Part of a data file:

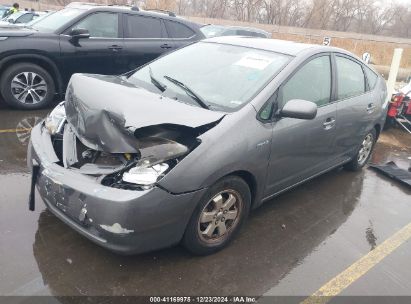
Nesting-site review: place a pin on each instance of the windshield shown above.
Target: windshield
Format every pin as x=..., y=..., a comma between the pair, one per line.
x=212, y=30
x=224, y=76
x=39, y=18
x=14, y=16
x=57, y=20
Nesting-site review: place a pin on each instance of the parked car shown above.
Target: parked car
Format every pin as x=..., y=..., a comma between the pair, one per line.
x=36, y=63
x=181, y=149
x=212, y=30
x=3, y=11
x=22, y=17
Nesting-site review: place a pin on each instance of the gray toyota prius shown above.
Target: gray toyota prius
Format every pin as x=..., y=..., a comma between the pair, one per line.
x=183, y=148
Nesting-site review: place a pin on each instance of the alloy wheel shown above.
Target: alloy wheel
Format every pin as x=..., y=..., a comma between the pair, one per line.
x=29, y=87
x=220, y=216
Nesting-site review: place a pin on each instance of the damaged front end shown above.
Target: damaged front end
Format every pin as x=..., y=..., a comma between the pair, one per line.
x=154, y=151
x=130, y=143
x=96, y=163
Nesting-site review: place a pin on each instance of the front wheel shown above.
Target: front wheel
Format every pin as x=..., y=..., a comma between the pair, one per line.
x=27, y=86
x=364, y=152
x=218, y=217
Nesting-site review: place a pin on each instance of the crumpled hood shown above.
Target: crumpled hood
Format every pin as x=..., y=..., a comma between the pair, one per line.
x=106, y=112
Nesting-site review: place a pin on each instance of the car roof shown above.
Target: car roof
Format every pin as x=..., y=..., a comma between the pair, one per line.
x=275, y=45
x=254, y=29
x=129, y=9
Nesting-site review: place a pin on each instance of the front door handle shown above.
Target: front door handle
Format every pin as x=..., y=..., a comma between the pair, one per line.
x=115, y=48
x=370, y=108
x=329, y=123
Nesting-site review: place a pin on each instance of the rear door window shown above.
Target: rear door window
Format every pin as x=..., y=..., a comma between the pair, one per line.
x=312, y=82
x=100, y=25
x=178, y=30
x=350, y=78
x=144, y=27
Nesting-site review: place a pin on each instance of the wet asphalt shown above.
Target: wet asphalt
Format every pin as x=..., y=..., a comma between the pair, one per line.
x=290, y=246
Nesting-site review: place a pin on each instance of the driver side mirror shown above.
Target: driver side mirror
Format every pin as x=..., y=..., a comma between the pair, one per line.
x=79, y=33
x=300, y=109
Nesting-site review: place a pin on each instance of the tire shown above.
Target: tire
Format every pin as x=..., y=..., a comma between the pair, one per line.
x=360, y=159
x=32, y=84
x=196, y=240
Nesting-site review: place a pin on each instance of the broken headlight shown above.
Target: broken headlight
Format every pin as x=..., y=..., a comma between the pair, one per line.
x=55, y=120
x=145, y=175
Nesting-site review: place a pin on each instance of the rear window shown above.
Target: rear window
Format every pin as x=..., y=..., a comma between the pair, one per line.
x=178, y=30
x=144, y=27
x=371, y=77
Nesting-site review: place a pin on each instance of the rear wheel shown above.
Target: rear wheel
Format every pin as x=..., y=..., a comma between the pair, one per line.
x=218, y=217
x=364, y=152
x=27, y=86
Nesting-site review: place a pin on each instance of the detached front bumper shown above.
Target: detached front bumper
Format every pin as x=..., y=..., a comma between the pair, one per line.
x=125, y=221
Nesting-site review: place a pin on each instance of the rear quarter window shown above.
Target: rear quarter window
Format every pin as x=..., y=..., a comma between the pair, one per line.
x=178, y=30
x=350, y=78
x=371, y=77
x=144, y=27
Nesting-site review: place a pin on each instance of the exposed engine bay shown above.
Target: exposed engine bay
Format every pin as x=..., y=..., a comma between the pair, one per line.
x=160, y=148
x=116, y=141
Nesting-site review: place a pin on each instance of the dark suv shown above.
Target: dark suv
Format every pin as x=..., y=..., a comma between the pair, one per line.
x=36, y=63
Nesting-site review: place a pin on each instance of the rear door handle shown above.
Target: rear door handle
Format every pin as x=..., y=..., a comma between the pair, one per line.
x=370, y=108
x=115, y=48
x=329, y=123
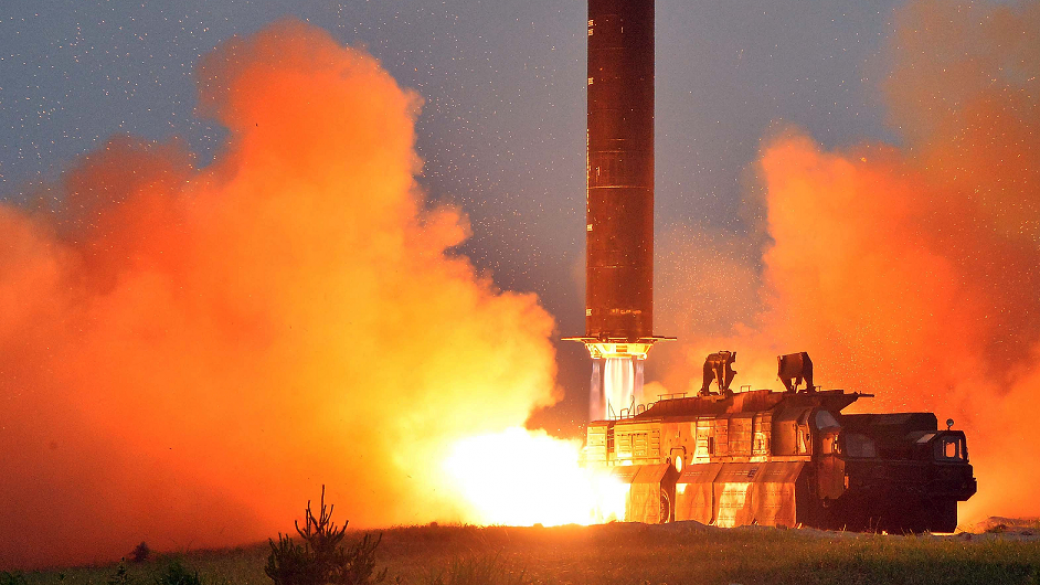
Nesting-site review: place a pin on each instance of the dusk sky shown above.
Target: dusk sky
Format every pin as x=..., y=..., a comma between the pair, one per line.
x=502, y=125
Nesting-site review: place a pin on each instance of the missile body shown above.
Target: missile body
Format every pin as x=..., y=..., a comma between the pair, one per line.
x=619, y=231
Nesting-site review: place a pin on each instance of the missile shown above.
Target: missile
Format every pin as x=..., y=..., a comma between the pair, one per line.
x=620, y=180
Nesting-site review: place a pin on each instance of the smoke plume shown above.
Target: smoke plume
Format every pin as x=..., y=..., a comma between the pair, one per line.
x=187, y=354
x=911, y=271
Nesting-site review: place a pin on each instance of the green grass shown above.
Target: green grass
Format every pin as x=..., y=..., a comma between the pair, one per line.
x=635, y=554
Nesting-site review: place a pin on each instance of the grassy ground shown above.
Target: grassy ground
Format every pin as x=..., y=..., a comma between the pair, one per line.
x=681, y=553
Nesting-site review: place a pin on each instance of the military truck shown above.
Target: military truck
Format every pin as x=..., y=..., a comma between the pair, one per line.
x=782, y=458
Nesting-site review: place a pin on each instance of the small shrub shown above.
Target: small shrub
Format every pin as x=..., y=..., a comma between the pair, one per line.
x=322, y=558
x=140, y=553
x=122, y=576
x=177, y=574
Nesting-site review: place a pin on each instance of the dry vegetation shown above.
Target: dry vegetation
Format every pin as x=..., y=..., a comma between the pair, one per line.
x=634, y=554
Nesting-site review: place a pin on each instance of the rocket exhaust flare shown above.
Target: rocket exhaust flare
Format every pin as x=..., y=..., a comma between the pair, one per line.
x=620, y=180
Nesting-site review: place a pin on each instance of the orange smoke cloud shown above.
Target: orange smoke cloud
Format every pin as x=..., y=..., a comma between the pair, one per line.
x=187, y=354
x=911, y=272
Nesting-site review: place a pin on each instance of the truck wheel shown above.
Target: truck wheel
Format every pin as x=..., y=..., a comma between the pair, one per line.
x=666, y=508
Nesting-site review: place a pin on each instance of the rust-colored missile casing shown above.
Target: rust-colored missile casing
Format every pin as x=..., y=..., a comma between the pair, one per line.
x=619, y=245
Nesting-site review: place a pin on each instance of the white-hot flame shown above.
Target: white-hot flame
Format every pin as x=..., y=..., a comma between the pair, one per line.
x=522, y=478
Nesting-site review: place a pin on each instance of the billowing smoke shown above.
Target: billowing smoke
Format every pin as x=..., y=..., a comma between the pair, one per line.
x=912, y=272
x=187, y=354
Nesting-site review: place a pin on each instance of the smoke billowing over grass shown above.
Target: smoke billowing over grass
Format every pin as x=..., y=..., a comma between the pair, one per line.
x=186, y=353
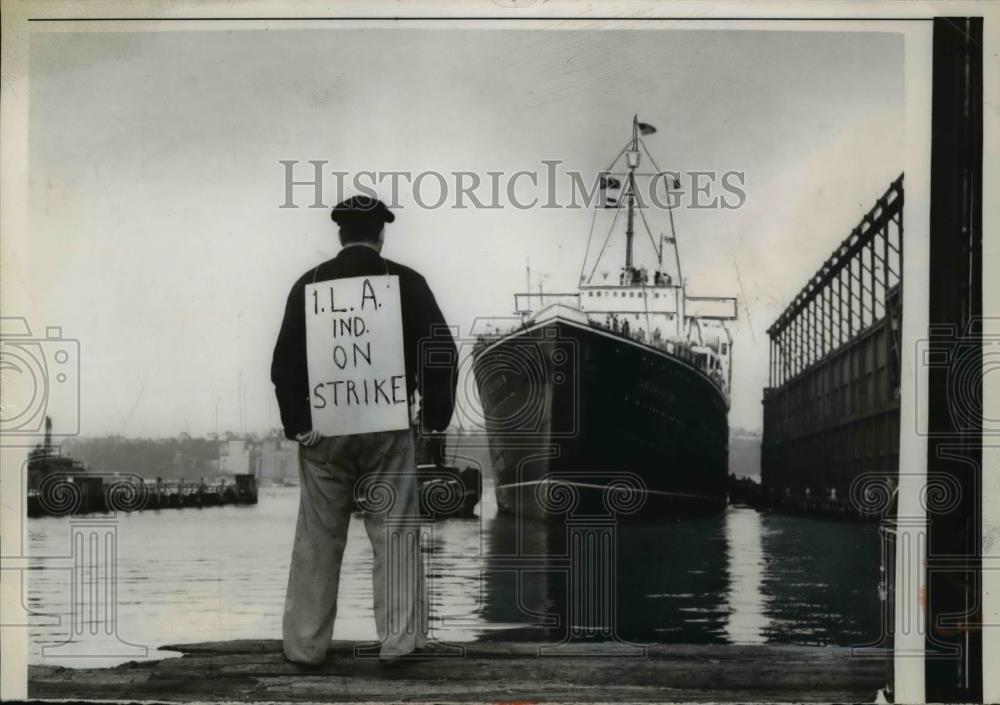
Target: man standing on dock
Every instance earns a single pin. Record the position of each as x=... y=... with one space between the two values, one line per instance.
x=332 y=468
--
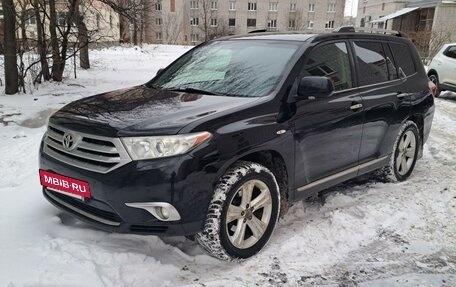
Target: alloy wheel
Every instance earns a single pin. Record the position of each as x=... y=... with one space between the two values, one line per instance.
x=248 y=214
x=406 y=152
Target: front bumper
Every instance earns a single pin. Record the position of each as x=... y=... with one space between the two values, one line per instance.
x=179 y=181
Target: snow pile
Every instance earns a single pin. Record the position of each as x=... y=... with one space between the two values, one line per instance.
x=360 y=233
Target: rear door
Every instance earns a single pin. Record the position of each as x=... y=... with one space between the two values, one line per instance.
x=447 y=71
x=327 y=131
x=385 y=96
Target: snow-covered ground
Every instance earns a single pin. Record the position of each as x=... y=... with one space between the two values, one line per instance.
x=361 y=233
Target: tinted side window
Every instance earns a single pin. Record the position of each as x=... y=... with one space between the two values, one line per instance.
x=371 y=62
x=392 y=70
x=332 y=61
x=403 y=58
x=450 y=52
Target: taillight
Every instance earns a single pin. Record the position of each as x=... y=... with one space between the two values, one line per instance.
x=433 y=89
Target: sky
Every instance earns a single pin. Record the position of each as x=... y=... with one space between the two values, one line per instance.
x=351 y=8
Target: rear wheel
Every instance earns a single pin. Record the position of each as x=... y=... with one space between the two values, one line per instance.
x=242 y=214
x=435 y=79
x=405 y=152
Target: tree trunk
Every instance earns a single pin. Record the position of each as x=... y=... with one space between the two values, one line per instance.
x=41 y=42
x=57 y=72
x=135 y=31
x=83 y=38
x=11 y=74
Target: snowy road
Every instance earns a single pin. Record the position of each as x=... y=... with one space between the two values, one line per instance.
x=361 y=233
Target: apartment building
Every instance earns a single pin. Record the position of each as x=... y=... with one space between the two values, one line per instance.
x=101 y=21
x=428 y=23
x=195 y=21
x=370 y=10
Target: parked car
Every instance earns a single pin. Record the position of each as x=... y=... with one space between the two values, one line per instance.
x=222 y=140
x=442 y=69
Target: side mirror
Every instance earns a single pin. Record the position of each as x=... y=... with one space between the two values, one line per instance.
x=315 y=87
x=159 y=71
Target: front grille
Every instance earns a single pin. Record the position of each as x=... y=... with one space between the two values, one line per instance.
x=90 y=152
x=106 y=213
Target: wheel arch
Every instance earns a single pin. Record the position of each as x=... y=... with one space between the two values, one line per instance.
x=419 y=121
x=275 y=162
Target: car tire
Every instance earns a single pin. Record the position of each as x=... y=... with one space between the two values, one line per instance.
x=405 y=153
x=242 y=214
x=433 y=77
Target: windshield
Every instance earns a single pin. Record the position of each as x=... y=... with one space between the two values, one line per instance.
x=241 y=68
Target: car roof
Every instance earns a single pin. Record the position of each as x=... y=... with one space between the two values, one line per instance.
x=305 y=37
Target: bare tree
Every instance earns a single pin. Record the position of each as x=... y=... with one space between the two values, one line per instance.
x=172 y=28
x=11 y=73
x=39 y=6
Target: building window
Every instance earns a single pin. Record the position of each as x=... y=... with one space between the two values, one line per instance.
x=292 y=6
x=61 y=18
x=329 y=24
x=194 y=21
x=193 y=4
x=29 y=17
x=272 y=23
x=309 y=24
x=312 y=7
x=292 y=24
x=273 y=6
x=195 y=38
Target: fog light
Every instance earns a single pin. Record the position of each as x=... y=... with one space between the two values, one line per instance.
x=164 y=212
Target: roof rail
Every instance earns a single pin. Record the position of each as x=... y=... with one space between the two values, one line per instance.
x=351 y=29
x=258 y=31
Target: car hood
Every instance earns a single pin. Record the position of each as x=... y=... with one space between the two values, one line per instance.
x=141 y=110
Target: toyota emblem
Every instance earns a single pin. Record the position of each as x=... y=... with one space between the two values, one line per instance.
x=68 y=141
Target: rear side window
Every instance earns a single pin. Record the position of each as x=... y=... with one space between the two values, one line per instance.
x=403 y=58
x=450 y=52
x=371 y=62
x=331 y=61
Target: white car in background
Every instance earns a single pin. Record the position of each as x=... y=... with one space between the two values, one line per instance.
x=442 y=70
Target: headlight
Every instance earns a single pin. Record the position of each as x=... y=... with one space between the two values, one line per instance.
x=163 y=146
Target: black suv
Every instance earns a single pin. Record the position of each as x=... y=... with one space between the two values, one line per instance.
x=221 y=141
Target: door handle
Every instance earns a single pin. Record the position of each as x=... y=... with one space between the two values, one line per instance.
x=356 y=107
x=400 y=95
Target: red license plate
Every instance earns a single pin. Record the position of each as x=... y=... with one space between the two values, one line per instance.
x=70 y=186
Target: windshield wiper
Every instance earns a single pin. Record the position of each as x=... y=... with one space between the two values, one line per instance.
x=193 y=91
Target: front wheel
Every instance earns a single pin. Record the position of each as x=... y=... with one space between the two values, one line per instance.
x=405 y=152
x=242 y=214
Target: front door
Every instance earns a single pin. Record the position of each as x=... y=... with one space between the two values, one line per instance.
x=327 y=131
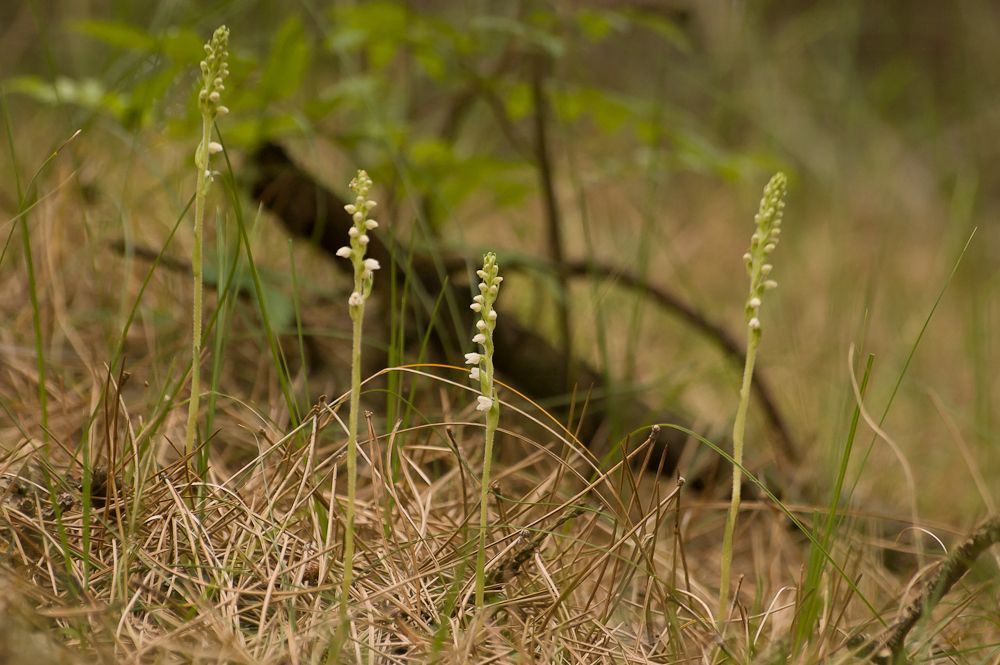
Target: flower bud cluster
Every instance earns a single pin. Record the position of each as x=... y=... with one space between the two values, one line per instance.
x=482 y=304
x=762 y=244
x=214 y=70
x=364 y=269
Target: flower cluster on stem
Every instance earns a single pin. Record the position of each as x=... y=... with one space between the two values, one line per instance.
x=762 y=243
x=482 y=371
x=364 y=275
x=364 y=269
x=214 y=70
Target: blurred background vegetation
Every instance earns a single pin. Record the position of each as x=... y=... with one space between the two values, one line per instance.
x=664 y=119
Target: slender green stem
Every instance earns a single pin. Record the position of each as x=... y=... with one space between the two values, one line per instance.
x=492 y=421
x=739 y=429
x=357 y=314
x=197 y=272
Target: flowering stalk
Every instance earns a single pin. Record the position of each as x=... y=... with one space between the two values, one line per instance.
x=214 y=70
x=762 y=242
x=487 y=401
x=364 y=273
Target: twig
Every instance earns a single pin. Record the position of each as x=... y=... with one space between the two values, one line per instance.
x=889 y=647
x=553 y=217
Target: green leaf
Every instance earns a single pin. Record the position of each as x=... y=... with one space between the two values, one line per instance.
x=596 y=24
* * *
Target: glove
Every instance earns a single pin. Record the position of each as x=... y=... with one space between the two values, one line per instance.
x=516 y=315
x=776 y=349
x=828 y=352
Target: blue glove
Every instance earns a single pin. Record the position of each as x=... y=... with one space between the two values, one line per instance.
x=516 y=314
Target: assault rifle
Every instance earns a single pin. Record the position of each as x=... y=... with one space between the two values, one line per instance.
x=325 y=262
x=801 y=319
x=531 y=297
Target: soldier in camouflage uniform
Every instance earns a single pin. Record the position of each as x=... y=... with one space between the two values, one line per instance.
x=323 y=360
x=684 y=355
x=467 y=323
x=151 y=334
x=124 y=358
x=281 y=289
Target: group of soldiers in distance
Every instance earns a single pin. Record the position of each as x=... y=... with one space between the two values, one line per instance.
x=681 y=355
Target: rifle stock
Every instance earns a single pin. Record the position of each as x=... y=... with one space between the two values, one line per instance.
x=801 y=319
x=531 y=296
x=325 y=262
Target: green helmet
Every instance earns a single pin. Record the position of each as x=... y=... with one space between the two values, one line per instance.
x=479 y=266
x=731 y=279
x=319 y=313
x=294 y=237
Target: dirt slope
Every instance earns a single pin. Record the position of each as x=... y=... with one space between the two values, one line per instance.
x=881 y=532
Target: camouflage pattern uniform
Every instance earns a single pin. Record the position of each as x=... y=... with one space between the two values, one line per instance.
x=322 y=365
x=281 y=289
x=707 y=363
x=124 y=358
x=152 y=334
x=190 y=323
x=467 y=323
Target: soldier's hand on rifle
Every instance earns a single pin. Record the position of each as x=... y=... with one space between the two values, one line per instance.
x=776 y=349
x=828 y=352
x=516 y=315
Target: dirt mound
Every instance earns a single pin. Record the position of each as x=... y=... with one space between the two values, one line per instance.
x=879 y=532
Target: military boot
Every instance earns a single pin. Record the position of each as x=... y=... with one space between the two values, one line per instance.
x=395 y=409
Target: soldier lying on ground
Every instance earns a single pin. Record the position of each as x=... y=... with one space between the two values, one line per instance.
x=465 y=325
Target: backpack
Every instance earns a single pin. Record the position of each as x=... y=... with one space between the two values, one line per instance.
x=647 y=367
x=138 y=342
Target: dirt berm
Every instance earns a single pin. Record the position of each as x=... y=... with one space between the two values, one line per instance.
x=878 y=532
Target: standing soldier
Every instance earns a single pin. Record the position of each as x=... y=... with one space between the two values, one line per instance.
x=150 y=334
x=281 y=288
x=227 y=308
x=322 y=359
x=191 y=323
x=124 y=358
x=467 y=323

* **TASK DETAILS**: Identify each line in the listing above that contains the string "rust", and copy those lines in full.

* **EXERCISE RESULT**:
Nesting-site review: place a pin on each instance of the rust-colored missile casing shown above.
Target: rust-colored missile casing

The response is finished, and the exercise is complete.